* Entries provided
------------------------------------------------------------

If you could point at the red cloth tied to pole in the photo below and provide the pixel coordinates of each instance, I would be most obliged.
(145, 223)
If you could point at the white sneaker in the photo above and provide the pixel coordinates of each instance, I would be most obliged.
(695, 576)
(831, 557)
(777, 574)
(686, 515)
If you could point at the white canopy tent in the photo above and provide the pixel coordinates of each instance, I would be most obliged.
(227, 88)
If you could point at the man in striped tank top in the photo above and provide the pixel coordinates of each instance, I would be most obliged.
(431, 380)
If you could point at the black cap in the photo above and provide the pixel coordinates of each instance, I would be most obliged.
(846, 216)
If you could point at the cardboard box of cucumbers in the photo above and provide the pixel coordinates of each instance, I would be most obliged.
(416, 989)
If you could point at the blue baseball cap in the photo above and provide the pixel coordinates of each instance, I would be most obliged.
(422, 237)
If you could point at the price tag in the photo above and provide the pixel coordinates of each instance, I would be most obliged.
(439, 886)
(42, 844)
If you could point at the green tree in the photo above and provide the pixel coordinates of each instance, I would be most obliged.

------------------------------------------------------------

Copy every one of the rows above word for word, with nothing added, dropped, or changed.

* Exercise result
If you could point at the red cloth tied to pole in the photo below and provide the pixel coordinates of each instance, I would be most obliged.
(145, 223)
If you could point at the white sneaker in the photo above and provide the pixel coordinates of each instance, I would be most obliged.
(695, 576)
(831, 557)
(777, 574)
(686, 515)
If you could point at the white canopy tent in the photo above and provide the pixel coordinates of each instance, I would be most obliged.
(227, 88)
If you could point at the man in striped tank top in the photo above and provide the pixel coordinates of each instance, I would be most obliged.
(431, 380)
If you could point at the black cap in the photo above and provide the pixel coordinates of each instance, I would be most obliged.
(846, 216)
If you could point at the cardboard box of cucumbers in the photo above and provide the pixel coordinates of each instance, I would be most obliged.
(416, 989)
If you could point at the blue baseball cap in the photo above and provide the pixel coordinates of each instance, I would be most obliged.
(422, 237)
If you could point at the price tag in the photo above and provide the pixel coordinates of each instance, I would be most obliged.
(439, 886)
(42, 844)
If you could point at the green tree in the photo above and provide the pixel coordinates of each instance, I would be most obliged.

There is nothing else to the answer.